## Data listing
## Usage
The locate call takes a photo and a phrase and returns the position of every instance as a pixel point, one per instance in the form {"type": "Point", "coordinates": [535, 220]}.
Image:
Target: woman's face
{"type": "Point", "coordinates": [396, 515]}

## PROBLEM REQUIREMENTS
Can you print the material above line for line, leaving every character unchanged?

## SOLUTION FOR THIS EXERCISE
## Usage
The locate call takes a photo and a phrase and returns the position of every instance as a pixel point, one per instance in the form {"type": "Point", "coordinates": [535, 220]}.
Image:
Target: woman's face
{"type": "Point", "coordinates": [396, 515]}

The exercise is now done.